» Exercise task 1
Rewrite the rows as a numbered list with blank lines removed. Start at the row line containing "Exercise. Point to the concrete" and go through the final row.

____________

Count 2: Sexual intercourse with person under ten years (1 April 1986 to 15 April 1988) (s 66A)
The victim was between the ages of six and eight. The offence occurred in a house at 9 Shannon Street in Lalor Park, where the victim lived with her mother and the offender. The offender stood her on an L-shaped lounge facing him. He told her to look out the window. She was not wearing any pants. The offender licked her vagina while he masturbated. The offence came to an end when the victim's mother's friend, Sheryl Jones, knocked on the door.
Count 3: Aggravated (under sixteen and under authority) act of indecency (1 January 1990 to 9 July 1994) (s 61E(2A) / s 61O(1))
The victim was between the ages of ten and fourteen. The offence occurred in the family home shared by the offender, the victim's mother and the victim at 47 Patterson Road. The victim's mother was in the bath. The victim was sitting in the lounge room watching television with the offender. They were sitting on opposite lounges. The offender pulled his penis and testicles out over the top of his pants. The offender asked the victim to lick his testicles and she did. The offence came to an end when they heard the bath water emptying. By this point in time, the offender was regularly making the victim lick his testicles.
Count 4: Sexual intercourse with person between ten and sixteen (29 January 1991 to 9 July 1994) (s 66C(2))
The victim was between the ages of eleven and fourteen. The offence occurred at the Patterson Road house. The victim said that she had just started high school. She started high school on 29 January 1991.The Crown submits that the Court would accept beyond a reasonable doubt that she had only just started high school, which would mean that this offence occurred when she was close to the age of eleven.
I accept this submission.
The victim and the offender were alone in the house. The victim was in the lounge room when the offender called her into the bedroom he shared with the victim's mother. He had a pornographic video playing and asked the victim what she thought about it. The video was a man and a woman in a '69' position. The offender asked her if she would like to try that. The victim lay on the bed on her back. The offender climbed on top of her and licked her vagina. He asked her to lick his testicles, which she did.
Count 5: Sexual intercourse with person between ten and sixteen (29 January 1991 to 9 July 1994) (s 66C(2))
The victim was between the ages of eleven and fourteen. This offence also occurred in the Patterson Road home. The victim said that it occurred at around the same time as count 4. The Crown accordingly submits that the Court should find beyond a reasonable doubt that this offence occurred when the victim was close to the age of eleven.
I accept this submission.
This offence also occurred in the bedroom with pornography playing on the television in that room. The victim was lying with her head on the pillows. The offender asked her to take her clothes off, which she did. He took his clothes off too.
The offender rubbed his penis up and down on the victim's vagina. He then tried to insert his penis into her vagina but it hurt a lot and the victim told him to get off her.
The complainant, when count 1 was committed, was aged, as noted, between five years and seven years. This is the first offending the complainant can remember.
Count 2, the complainant, as noted, would have been aged between six and eight.
Count 3, the complainant, as noted, would have been aged between ten and fourteen.
In relation to counts 4 and 5, it was accepted by the parties the complainant would have been closer to eleven rather than fourteen (the age range being eleven to fourteen). As already noted, I am so satisfied of this beyond reasonable doubt.
The complainant was born on 9 July 1979. She would have turned eleven on 9 July 1990 and twelve on 9 July 1991.

____________

» Exercise task 2
Continue the sentencing remarks from their last sentence.

» Information given
____________

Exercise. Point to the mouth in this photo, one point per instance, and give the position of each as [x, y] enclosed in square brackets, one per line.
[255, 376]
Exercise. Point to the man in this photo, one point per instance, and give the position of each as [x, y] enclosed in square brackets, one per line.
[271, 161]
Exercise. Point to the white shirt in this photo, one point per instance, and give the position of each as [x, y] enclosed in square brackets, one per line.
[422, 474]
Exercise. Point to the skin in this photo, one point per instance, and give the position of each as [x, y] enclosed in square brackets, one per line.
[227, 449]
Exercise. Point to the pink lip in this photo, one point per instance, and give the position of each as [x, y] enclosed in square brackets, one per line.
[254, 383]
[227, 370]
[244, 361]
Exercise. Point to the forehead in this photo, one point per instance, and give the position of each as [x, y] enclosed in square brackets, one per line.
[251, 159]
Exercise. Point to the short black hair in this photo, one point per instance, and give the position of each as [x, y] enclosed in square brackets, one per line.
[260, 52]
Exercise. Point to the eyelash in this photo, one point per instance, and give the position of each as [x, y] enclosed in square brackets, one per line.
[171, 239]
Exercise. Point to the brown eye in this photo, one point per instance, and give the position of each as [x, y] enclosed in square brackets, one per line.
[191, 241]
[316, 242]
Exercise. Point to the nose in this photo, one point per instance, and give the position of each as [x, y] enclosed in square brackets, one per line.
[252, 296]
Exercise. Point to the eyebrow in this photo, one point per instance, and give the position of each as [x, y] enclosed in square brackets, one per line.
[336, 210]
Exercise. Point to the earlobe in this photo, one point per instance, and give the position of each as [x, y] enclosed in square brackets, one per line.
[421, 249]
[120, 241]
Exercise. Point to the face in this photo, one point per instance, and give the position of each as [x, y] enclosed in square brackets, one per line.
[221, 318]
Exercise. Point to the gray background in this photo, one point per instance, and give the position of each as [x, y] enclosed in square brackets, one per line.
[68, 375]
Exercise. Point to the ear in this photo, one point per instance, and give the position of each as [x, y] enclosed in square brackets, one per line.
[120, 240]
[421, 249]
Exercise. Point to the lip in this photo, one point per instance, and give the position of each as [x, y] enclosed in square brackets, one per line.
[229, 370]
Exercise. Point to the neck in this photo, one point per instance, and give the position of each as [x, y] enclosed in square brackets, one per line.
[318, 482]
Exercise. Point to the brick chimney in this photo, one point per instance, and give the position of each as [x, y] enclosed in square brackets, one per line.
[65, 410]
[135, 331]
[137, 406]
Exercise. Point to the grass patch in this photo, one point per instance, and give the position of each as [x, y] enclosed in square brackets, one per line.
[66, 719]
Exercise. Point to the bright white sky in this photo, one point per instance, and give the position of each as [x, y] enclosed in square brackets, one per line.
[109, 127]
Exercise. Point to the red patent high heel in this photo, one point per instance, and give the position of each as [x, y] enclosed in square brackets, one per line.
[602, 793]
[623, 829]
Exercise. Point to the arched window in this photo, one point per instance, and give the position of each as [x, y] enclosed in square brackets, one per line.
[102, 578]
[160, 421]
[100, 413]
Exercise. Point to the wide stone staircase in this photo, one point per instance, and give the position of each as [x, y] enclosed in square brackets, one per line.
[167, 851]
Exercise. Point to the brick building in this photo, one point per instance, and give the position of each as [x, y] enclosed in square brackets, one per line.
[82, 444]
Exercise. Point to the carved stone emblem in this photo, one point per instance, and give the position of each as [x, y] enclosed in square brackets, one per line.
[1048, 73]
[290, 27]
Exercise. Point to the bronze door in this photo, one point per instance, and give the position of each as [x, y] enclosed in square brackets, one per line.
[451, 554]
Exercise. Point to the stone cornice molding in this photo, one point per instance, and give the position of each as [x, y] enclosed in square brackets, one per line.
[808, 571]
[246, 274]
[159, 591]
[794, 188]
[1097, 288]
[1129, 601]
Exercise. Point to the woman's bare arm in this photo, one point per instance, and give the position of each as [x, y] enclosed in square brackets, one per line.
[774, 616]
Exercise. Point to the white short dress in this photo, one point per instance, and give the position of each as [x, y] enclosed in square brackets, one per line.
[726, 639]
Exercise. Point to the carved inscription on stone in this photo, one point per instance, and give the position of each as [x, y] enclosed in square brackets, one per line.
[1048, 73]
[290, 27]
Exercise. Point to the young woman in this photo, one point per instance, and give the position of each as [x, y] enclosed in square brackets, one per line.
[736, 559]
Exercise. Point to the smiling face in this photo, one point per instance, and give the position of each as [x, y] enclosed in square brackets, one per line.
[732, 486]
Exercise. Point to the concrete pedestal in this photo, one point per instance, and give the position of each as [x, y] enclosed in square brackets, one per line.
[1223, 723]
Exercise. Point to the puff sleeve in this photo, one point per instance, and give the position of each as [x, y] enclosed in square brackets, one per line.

____________

» Task result 1
1. Exercise. Point to the concrete pedestal in this photo, one point per instance, and give the position of each as [x, y] enclosed in square brackets, one per line.
2. [1223, 723]
3. Exercise. Point to the puff sleeve in this photo, one point per instance, and give the position of each as [x, y] enclosed in square brackets, one per line.

» Task result 2
Accordingly, the total period of the offending is from when the complainant was aged five years to age eleven to twelve years, a period of in the order of six or seven years.”
-
These facts constitute a very serious example of offences of their kind. Further, the applicant pleaded not guilty and remained remorseless in respect of both sets of offences. The offences occurred many years apart and the applicant had a criminal record including offences of rape for which he was convicted and sentenced to a lengthy period of imprisonment in the early 1980s.
-
In those circumstances, it is not surprising that the applicant did not attempt to argue that the sentences, either individually or in their totality, were excessive.
-
Section 44 of the Crimes (Sentencing Procedure) Act relevantly provides:
"44 Court to set non-parole period
(1) Unless imposing an aggregate sentence of imprisonment, when sentencing an offender to imprisonment for an offence, the court is first required to set a non-parole period for the sentence (that is, the minimum period for which the offender must be kept in detention in relation to the offence).
(2) The balance of the term of the sentence must not exceed one-third of the non-parole period for the sentence, unless the court decides that there are special circumstances for it being more (in which case the court must make a record of its reasons for that decision).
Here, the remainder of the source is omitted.